> _GIVEN PROBLEM 1_: Quote the part of the Pentecost notes that opens with the words containing "Pentecost was fifty" and closes with "of the Father.".

> _ARTICLE_:
————————

2. The typical meaning of Pentecost is not left to man’s speculation.
(Acts 2:1, 4) “And when the day of Pentecost was fully come, they were all with one accord in one place …. And they were all filled with the Holy Ghost, and began to speak with other tongues, as the Spirit gave them utterance”.
“When the day of Pentecost was fully come” doesn’t mean at twelve noon or at six in the evening. “The day of Pentecost was fully come” means the fulfillment of that for which it was given in Leviticus. It denotes the coming of the Holy Spirit to baptize believers into the body of Christ and to begin the calling out of the church. Pentecost is the birthday of the church.
Pentecost was fifty days after the resurrection of Christ that the Holy Spirit came. God was running according to His calendar and on time.
3. They were to offer a new meal offering.
That is a type of the church. The church is something new. Christ didn’t say that he would give us an old garment and patch it up. He came to bring a brand new robe of righteousness. To be in Christ is to be clothed with His righteousness. That is how God sees believers in Christ today.
4. We need to note the time sequence.
After the resurrection of the Lord Jesus, He showed Himself alive for forty days. Then, just before He ascended into heaven, He said to His own that they should not depart from Jerusalem, but wait for the promise of the Father.
Jesus told them they should be endued with power from on high (Luke 24:49). In Acts 1:5 it states: “… but ye shall be baptized with the Holy Ghost not many days hence.” Ten days later, on the day of Pentecost, the Spirit of God came upon them.
B. Facts about this meal offering. (Leviticus 23:17-18)
(Leviticus 23:17-18) Ye shall bring out of your habitations two wave loaves of two tenth deals: they shall be of fine flour; they shall be baken with leaven; they are the firstfruits unto the Lord. And ye shall offer with the bread seven lambs without blemish of the first year, and one young bullock, and two rams: they shall be for a burnt offering unto the Lord, with their meat offering, and their drink offerings, even an offering made by fire, of sweet savour unto the Lord.
Do you notice anything startling about this verse? We know that leaven represents evil and that it was not to be in the offerings. Here is the exception. This is typifying the church, and it is a new offering in that it is a meal offering with leaven included. What does it mean? It means that there is evil in the church. This is obvious to the most casual observer.
INSIGHT: I have been preaching for over 55 years and was a pastor for 45 years. I have served nine churches in six states. I have been in some wonderful churches, and I look back on those years with a real joy. I’ve had wonderful fellowship with the members of some of those churches. They have loved me and I loved them. However, I happen to be able to testify that there is evil in the church. That is why leaven is included in this offering. This speaks of the visible church down on earth, the church as you and I see it and know it. There is evil in it. The Lord knew that long before the church even existed! – Ron Purkey
II. THE LEADERS WERE THANKFUL. (Leviticus 23:19-20)

————————

> _SUPPLIED RECORDS_:
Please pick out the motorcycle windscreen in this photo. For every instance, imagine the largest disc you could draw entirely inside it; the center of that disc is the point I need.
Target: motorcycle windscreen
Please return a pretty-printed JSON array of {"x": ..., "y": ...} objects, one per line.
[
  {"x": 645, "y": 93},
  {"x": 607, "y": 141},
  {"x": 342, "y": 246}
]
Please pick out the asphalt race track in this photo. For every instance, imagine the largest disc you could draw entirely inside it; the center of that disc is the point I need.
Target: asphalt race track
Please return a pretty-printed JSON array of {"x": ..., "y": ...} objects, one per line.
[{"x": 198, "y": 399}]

————————

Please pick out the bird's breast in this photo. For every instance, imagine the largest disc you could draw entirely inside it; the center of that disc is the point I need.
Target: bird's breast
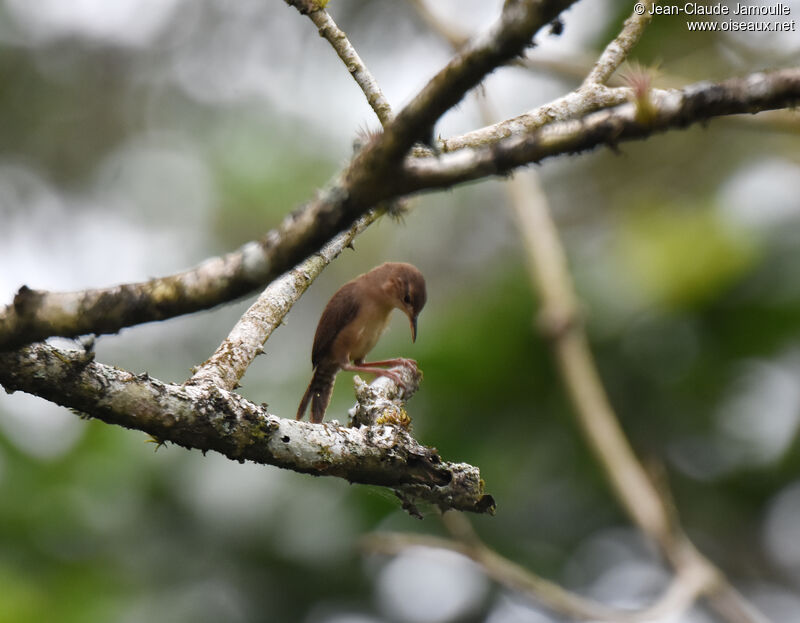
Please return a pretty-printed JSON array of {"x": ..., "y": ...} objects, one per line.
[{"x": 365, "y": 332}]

————————

> _GIVEN PROBLEM 2_: In the listing, rewrite the part that opens with the line containing "Please pick out the motorcycle" and closes with the line containing "Target: motorcycle windscreen", switching "windscreen" to "windshield" and keeping everything else the same. Give only those lines.

> _WORKED SOLUTION 1_:
Pentecost was fifty days after the resurrection of Christ that the Holy Spirit came. God was running according to His calendar and on time.
3. They were to offer a new meal offering.
That is a type of the church. The church is something new. Christ didn’t say that he would give us an old garment and patch it up. He came to bring a brand new robe of righteousness. To be in Christ is to be clothed with His righteousness. That is how God sees believers in Christ today.
4. We need to note the time sequence.
After the resurrection of the Lord Jesus, He showed Himself alive for forty days. Then, just before He ascended into heaven, He said to His own that they should not depart from Jerusalem, but wait for the promise of the Father.

> _WORKED SOLUTION 2_:
Please pick out the motorcycle windshield in this photo. For every instance, imagine the largest disc you could draw entirely inside it; the center of that disc is the point I need.
Target: motorcycle windshield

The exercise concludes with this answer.